> **YOUR INSTRUCTIONS**: Extract the final stretch of the data: the line that contains "[point] every instance of the garden" and every line after it, unaltered, and no other lines.
(Beginning of RECORDS TO PROCESS)
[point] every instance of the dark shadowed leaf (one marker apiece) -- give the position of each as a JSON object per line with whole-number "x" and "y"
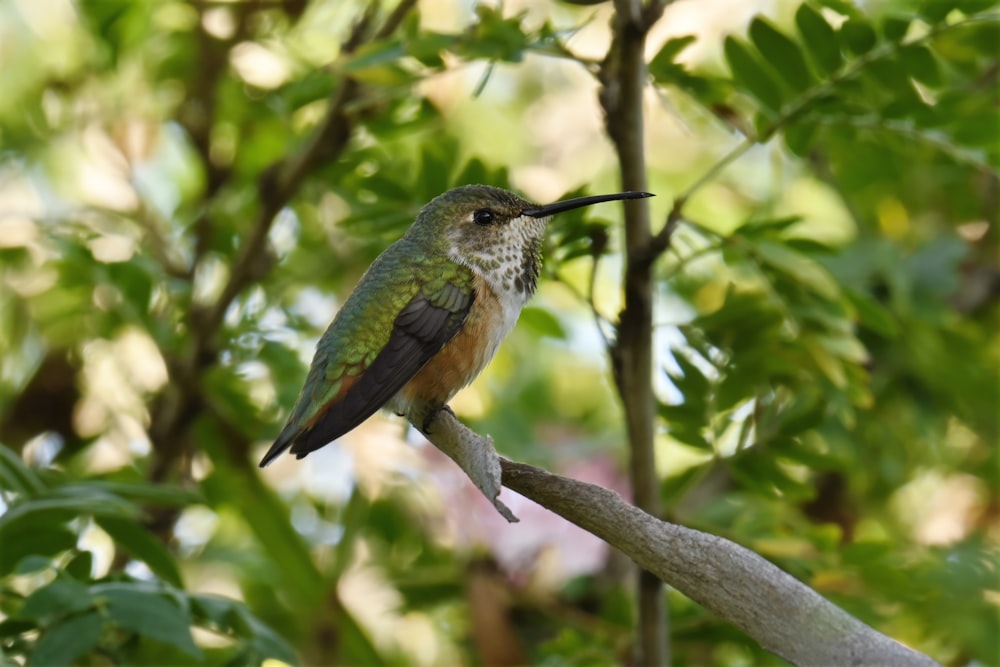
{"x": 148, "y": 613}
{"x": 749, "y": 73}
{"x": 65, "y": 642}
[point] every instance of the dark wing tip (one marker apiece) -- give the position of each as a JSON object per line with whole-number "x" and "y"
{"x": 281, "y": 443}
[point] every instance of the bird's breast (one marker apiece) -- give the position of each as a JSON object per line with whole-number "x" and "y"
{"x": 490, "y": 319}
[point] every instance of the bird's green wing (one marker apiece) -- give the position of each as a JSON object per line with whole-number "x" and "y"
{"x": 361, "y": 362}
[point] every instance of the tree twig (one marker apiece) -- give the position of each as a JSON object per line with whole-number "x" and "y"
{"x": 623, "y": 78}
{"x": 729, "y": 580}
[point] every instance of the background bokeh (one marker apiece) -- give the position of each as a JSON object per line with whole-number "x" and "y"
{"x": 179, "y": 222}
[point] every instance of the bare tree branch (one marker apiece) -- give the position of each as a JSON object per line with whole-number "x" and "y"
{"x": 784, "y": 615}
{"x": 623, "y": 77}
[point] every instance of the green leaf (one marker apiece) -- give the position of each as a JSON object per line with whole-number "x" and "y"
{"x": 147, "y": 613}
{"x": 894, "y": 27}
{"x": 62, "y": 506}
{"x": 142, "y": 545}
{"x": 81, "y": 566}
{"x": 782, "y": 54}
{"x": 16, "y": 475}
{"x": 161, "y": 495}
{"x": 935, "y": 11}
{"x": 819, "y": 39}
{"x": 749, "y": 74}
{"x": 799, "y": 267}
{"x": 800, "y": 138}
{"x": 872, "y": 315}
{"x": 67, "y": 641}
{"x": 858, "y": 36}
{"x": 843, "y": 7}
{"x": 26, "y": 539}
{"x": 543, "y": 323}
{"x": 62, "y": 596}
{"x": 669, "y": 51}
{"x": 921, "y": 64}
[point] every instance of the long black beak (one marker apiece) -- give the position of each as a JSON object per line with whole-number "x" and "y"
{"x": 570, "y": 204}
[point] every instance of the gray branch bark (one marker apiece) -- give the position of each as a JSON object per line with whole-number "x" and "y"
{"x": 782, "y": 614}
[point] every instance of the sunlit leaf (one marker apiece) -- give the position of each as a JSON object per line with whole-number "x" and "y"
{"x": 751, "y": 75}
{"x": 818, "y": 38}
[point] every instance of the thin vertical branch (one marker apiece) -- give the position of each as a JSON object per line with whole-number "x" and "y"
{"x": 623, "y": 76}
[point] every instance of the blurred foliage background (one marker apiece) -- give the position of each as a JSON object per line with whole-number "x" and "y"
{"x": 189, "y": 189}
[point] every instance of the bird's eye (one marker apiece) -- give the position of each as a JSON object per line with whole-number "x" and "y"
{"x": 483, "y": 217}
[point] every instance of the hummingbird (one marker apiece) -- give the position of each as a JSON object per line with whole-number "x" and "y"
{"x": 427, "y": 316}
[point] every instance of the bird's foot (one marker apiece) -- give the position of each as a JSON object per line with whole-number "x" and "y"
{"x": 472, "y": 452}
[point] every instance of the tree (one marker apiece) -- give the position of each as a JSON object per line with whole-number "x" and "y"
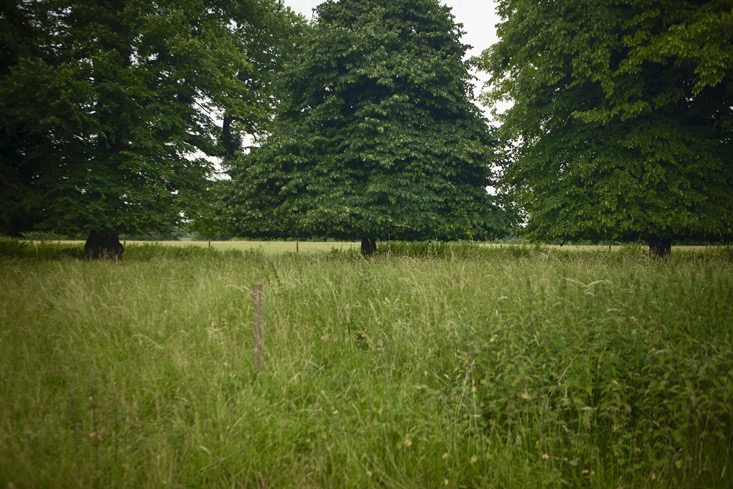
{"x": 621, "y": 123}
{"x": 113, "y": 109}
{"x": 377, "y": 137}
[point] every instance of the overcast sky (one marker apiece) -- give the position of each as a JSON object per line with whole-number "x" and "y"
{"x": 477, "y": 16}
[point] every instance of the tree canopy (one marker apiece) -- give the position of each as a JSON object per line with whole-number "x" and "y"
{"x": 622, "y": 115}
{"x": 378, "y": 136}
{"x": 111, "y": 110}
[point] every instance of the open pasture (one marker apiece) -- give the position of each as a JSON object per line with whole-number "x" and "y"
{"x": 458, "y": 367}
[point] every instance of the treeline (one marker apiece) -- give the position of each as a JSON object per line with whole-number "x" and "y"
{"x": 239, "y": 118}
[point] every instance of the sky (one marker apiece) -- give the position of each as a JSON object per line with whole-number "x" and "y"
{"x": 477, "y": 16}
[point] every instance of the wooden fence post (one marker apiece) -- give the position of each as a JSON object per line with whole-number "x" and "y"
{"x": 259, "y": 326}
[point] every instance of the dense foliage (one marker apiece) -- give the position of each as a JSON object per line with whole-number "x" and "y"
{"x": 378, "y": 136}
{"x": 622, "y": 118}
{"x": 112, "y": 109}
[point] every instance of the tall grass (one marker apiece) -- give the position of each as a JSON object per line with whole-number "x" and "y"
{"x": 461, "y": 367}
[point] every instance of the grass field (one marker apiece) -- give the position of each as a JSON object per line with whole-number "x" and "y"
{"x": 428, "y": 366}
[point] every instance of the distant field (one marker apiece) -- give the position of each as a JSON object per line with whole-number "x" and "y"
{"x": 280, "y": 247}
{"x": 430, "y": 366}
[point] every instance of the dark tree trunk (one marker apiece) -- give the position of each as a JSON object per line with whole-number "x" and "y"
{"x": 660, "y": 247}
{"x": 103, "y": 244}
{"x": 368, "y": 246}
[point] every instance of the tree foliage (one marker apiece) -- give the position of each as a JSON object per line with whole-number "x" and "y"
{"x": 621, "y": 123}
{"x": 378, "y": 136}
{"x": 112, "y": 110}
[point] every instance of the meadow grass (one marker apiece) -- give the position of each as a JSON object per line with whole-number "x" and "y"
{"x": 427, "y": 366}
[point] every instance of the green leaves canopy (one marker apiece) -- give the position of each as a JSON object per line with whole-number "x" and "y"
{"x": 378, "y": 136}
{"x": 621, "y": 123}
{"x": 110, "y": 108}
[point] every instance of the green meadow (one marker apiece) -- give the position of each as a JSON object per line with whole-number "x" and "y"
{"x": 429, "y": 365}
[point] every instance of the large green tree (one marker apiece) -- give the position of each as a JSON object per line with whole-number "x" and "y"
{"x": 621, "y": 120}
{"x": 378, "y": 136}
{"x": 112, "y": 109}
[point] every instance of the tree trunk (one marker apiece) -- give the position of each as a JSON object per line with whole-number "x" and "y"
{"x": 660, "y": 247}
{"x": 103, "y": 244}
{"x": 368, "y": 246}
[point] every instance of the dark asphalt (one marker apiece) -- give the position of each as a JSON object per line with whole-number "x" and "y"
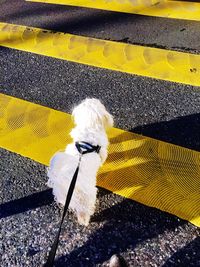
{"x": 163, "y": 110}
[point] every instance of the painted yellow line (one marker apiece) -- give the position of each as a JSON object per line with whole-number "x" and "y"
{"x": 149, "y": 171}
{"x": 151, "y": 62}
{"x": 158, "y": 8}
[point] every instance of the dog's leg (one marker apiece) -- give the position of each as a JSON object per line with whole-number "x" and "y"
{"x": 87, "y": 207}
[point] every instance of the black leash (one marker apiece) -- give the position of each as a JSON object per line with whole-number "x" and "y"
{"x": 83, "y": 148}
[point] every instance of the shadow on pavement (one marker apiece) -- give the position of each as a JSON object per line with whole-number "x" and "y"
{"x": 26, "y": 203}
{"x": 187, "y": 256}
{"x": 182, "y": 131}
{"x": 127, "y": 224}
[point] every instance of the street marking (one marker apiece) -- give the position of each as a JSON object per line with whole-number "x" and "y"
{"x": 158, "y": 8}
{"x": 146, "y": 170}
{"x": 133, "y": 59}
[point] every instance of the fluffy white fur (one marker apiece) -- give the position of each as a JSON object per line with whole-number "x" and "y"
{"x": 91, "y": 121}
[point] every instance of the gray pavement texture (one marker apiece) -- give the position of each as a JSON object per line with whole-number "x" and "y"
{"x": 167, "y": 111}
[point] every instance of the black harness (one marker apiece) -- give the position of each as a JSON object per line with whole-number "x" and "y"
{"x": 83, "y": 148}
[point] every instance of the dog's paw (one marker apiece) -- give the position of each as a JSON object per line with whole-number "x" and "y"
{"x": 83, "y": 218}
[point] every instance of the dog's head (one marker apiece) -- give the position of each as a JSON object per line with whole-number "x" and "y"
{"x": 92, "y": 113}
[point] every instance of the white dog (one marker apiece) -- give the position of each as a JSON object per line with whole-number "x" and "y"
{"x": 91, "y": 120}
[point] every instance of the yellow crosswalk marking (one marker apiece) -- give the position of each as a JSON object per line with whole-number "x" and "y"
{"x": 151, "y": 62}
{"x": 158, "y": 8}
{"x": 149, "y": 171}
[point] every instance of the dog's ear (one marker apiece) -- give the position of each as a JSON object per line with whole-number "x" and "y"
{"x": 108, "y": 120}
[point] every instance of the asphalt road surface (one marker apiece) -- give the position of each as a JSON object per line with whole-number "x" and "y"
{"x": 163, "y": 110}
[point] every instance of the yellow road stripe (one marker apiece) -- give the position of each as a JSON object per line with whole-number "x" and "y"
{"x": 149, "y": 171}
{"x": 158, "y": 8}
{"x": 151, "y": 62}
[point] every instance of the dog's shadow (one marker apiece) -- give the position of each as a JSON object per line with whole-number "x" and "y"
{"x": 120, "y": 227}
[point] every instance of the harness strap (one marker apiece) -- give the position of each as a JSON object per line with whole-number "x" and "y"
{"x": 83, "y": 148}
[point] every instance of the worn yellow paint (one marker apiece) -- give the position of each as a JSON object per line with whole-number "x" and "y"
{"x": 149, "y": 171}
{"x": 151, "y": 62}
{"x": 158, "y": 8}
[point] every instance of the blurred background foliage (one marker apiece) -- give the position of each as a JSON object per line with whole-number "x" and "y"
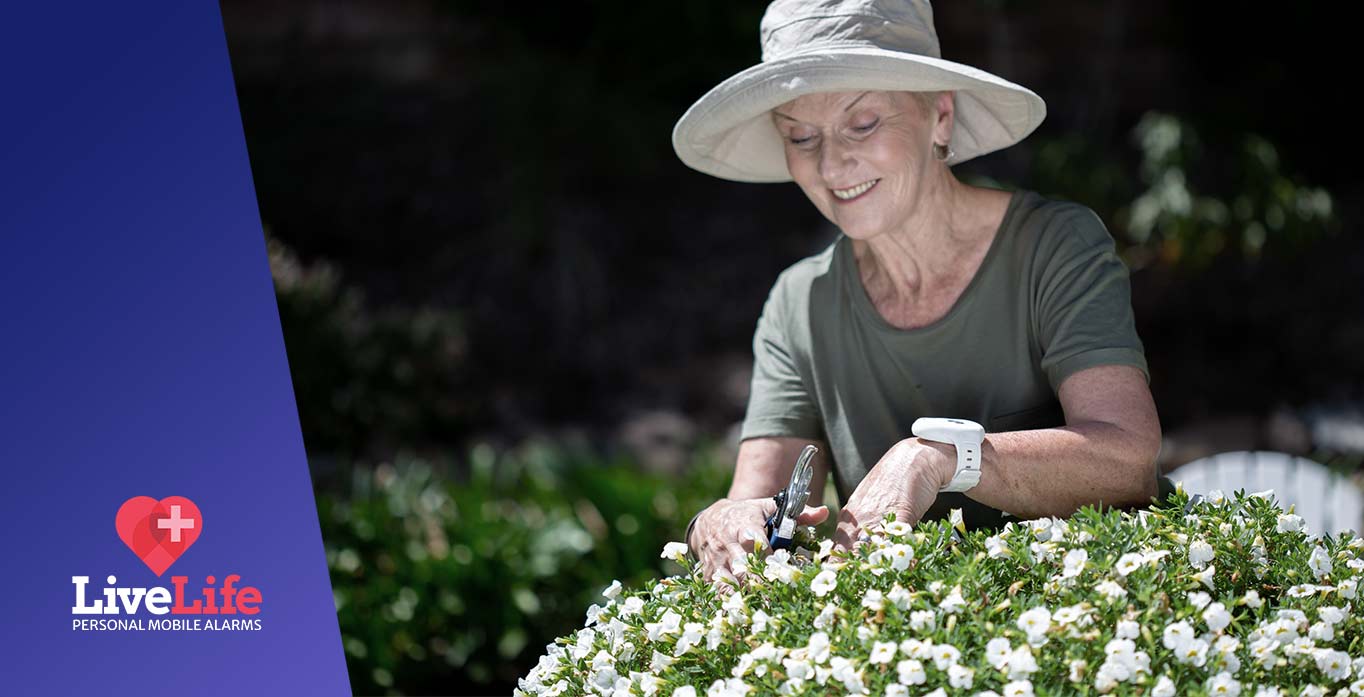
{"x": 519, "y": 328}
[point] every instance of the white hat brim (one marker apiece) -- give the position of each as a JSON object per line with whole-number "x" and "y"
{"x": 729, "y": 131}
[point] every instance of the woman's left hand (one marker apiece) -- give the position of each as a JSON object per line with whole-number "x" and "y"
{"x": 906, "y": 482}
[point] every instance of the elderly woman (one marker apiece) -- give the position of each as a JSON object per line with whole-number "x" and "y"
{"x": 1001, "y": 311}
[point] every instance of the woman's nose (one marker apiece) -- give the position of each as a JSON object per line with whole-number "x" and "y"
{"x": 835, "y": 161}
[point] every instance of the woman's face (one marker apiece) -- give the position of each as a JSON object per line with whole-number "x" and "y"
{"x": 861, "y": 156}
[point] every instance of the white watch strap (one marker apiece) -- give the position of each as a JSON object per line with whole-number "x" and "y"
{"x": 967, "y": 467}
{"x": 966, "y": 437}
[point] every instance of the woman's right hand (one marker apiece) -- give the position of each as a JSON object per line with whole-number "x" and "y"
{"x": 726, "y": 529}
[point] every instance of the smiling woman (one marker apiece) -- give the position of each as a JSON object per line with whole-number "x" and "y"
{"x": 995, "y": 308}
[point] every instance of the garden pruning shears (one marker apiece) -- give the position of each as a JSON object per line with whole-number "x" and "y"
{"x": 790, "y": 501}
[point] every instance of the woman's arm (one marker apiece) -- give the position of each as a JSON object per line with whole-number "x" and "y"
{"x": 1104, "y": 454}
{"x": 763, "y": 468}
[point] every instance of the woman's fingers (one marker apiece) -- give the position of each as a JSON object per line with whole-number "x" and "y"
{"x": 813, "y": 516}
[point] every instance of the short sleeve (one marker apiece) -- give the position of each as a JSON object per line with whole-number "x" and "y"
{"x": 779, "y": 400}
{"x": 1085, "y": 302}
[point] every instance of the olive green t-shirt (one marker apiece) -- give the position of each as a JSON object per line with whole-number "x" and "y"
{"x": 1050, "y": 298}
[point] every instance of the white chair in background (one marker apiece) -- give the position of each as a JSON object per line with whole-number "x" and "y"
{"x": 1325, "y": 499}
(End of RECORDS TO PROCESS)
> **RESPONSE**:
[point] every instance of the garden pruning shears (one marker apiece) -- give the position of each as a JSON object per line with whole-number "x" and "y"
{"x": 790, "y": 501}
[point] every instance of the woman's arm (one marker apiece) -- give the position of each as a JSON object per line with whole-number "x" and "y"
{"x": 1104, "y": 454}
{"x": 763, "y": 468}
[point] every instance of the woman's fingers (one marker apiece) -- give the position of each as a JSON object per line with whole-number "x" and "y"
{"x": 813, "y": 516}
[point] every instance of the short sleeve (one marker apiece) -- give the position of each as a JSON object per line with whole-number "x" and "y"
{"x": 779, "y": 400}
{"x": 1085, "y": 302}
[point] every instance of the olive green t-shirt (one marker apiece) -- give the position of each as a JSON object per line with whole-number "x" and "y"
{"x": 1050, "y": 298}
[point] every instance of the white chair in background (one marker apiece) -- give the position of each as a JSON object per line with whole-number "x" and "y"
{"x": 1325, "y": 499}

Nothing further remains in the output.